*Problems and tasks:*
(A) Answer these questions from the text on vision loss and driving:
(i) What approximate VFI range is given as the threshold?
(ii) What challenging situation is named as one that patients avoid?
(iii) Which group of participants showed no consistent relationship with visual field loss?
(B) Translate this sentence from the text on vision loss and driving into Spanish: "However, self-regulation should not be interpreted as equivalent to collision risk or objectively measured driving safety."
(C) Extend the text on vision loss and driving, picking up after its final sentence.

The identified threshold range (approximately VFI 70–80% and MD −10 to −13 dB) may represent an exploratory transition zone at which self-reported driving difficulties become more likely. However, these values should be interpreted with caution. Given the modest discriminatory performance and limited sensitivity observed in ROC analysis, they should not be considered clinically actionable or definitive licensing criteria. Instead, they may serve as hypothesis-generating reference points for future prospective validation.

An important finding of the study is the distinction between behavioural adaptation and objective driving safety. Many patients appear to self-regulate their driving before complete cessation, particularly by avoiding challenging situations such as night driving. Similar compensatory behavioural patterns have been described in visually impaired older drivers and in glaucoma cohorts [8,9]. However, self-regulation should not be interpreted as equivalent to collision risk or objectively measured driving safety.

The additional analysis of non-drivers further supports this interpretation. Participants who had ceased driving showed significantly worse visual field indices than active drivers, whereas those who had never driven showed no consistent relationship with visual field loss. This suggests that driving cessation is more closely linked to functional impairment than to the mere absence of driving experience.

In addition, decisions to restrict or cease driving may also be influenced by transportation availability, family support, urban environment, and sociocultural factors beyond visual function alone.

The observed association between male sex and a lower likelihood of driving limitation may reflect behavioural or sociocultural differences in driving habits and self-regulation. Previous studies have suggested that men may be less likely to restrict driving despite health-related limitations [11]. This finding should be interpreted cautiously but may be relevant in patient counselling.

Spatial localization data:
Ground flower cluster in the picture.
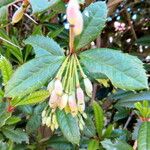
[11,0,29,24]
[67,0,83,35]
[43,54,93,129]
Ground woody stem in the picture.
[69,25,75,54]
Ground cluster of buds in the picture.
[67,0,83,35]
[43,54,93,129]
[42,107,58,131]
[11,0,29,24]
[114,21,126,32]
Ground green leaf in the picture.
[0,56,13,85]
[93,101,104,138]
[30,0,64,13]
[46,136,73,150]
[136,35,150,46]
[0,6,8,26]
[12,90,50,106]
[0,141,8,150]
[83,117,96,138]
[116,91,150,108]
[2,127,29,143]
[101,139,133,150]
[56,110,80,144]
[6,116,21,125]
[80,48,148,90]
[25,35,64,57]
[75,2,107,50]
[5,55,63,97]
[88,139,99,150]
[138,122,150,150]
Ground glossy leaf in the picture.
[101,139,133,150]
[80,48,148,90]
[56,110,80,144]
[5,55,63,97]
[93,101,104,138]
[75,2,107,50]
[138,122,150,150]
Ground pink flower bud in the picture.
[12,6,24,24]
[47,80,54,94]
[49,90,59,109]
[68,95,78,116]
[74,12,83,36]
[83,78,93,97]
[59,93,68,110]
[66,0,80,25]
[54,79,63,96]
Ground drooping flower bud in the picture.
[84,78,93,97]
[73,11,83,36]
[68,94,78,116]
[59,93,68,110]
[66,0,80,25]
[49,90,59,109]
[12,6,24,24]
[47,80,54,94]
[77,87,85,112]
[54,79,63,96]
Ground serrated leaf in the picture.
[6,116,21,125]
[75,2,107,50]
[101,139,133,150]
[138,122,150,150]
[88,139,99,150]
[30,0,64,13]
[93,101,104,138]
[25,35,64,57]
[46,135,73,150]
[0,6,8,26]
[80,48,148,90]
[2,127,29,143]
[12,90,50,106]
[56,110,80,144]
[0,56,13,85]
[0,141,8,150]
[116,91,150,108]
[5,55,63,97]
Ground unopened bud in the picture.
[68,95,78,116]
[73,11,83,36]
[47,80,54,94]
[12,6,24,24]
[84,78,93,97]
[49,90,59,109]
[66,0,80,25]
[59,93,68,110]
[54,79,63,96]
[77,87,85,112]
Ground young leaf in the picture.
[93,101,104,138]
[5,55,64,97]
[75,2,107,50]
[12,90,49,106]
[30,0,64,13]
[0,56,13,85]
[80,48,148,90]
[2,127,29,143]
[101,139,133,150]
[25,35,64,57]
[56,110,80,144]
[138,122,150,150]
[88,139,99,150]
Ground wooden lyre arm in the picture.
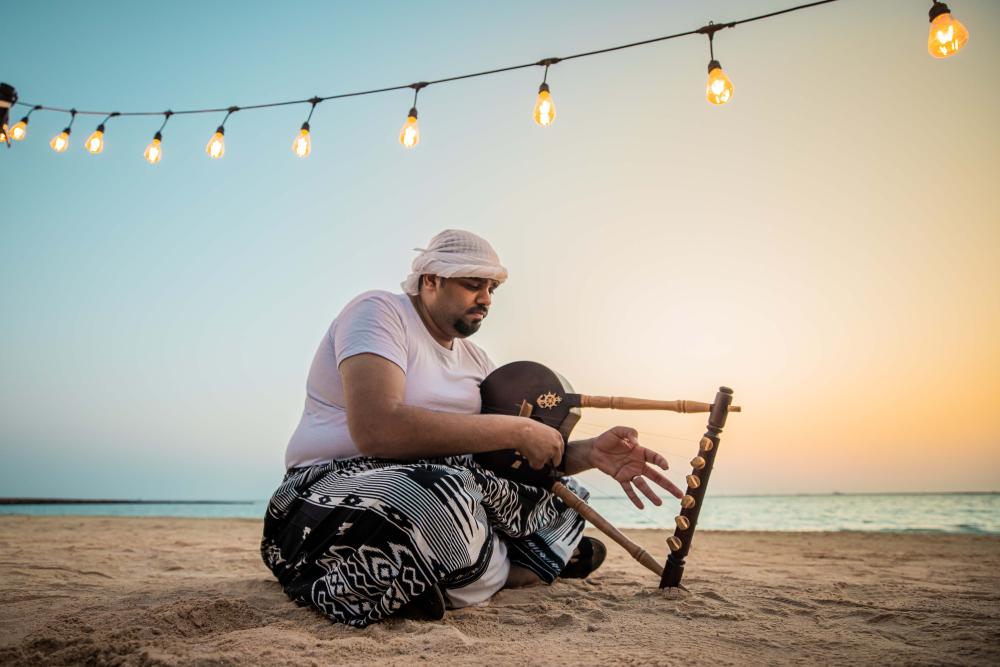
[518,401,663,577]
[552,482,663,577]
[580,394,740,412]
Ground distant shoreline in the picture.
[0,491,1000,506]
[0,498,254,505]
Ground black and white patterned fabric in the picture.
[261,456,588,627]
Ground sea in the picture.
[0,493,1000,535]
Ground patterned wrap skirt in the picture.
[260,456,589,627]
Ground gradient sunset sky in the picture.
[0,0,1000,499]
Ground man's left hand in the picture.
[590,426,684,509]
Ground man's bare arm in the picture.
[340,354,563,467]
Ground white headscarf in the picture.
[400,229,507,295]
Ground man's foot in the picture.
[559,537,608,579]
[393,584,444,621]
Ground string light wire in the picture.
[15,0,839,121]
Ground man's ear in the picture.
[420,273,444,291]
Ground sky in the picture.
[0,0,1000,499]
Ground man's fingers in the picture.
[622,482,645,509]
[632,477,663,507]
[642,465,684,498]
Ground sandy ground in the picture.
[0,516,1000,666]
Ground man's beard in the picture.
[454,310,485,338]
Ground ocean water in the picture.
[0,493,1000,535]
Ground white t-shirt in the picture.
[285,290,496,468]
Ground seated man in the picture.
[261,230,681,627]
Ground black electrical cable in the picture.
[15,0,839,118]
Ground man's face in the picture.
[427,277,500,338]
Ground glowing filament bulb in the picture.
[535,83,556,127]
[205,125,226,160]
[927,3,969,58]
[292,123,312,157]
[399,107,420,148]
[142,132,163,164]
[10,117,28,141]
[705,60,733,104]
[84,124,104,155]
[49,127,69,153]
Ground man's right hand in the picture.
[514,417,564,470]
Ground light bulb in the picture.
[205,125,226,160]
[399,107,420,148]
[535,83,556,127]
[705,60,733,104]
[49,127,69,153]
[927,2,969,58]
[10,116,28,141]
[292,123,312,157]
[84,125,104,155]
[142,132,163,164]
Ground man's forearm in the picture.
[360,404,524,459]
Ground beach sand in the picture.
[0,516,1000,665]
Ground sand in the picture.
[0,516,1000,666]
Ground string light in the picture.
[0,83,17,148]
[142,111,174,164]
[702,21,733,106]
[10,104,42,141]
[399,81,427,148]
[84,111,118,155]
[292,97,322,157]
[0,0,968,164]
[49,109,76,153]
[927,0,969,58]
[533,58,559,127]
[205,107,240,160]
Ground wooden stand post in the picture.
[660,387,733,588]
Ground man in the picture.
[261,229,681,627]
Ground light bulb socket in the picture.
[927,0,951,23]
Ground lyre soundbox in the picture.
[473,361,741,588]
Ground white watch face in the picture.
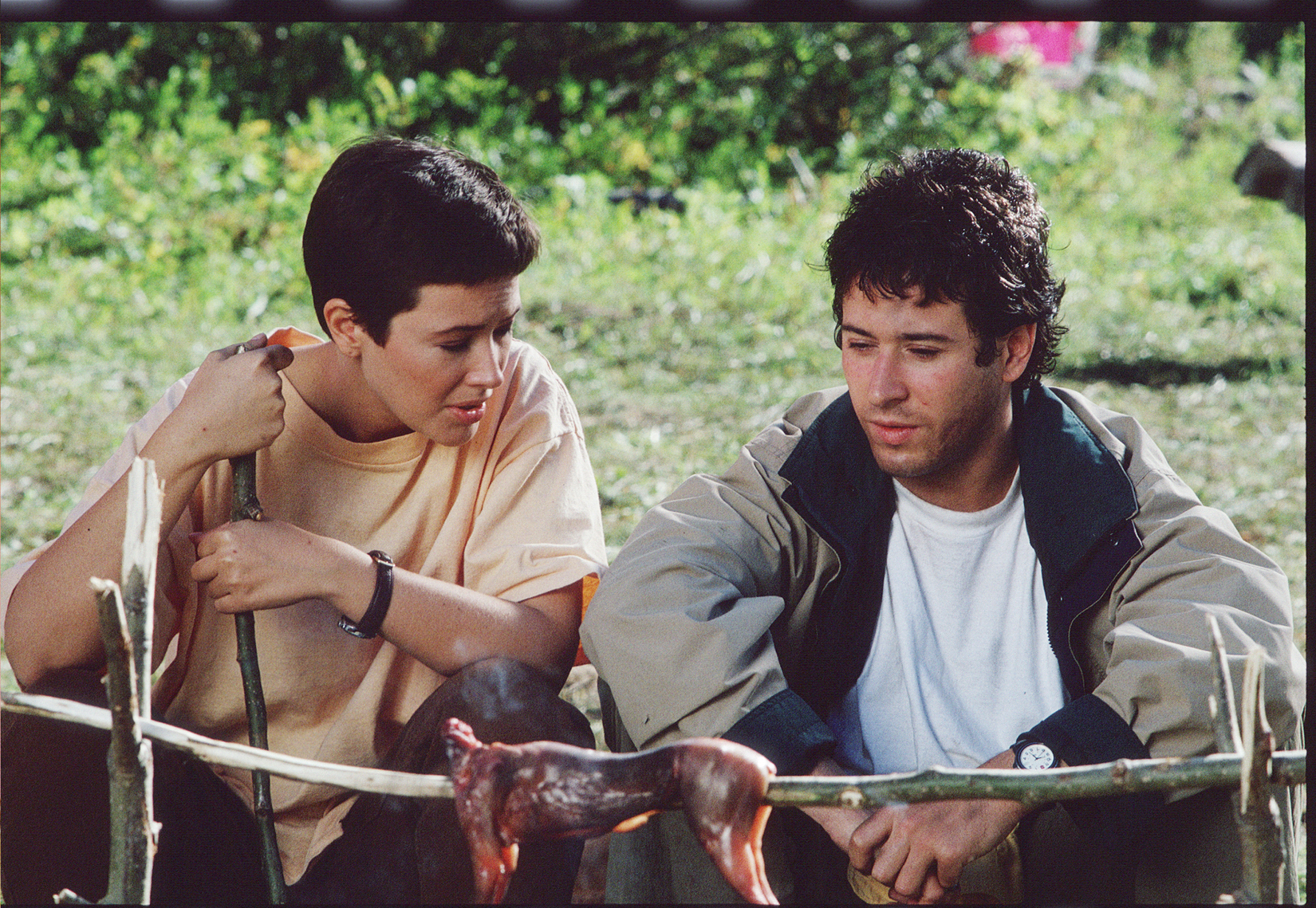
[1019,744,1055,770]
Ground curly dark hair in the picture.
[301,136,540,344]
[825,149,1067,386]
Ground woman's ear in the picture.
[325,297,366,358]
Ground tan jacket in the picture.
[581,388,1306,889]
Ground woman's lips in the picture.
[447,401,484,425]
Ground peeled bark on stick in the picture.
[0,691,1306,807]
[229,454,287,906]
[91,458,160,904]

*Activity answers:*
(A)
(i) Approximately 70–80%.
(ii) Night driving.
(iii) Those who had never driven.

(B) Sin embargo, la autorregulación no debe interpretarse como equivalente al riesgo de colisión ni a la seguridad al volante medida de forma objetiva.

(C)
The study has several limitations. First, its cross-sectional design precludes conclusions regarding temporal or causal relationships. Second, driving behaviour was assessed using a study-specific self-reported questionnaire that was not formally validated and may be influenced by recall bias, reporting bias, and social desirability bias. Participants may have underreported or overreported driving difficulties, behavioural restrictions, or compensatory self-regulation, which could affect the observed associations. Third, no objective measures of driving performance, such as simulator-based or on-road assessment, were available; such methods may provide complementary insight into real-world driving behaviour [6]. Fourth, the study was conducted in a single tertiary centre, which may limit generalizability to other healthcare systems or populations. Finally, MD and VFI are global indices and do not capture the spatial location of visual field defects, while the sample size may have limited power for detecting more subtle associations, such as inter-eye asymmetry.

Future prospective multicentre studies incorporating binocular visual field measures and objective driving assessments are needed to validate these findings and refine clinically relevant reference ranges for functional driving impairment in glaucoma.

5. Conclusions

Glaucomatous visual field loss was significantly associated with self-reported driving limitation and behavioural adaptation of driving habits. Progressive deterioration in visual field status was accompanied by a greater likelihood of reduced driving frequency, avoidance of challenging driving conditions, and driving cessation.

Objective perimetric parameters, particularly VFI and MD, may provide useful contextual information when discussing potential driving difficulties with patients. Threshold values identified in this study should be interpreted as exploratory reference points associated with self-reported driving restriction and require further validation before clinical application.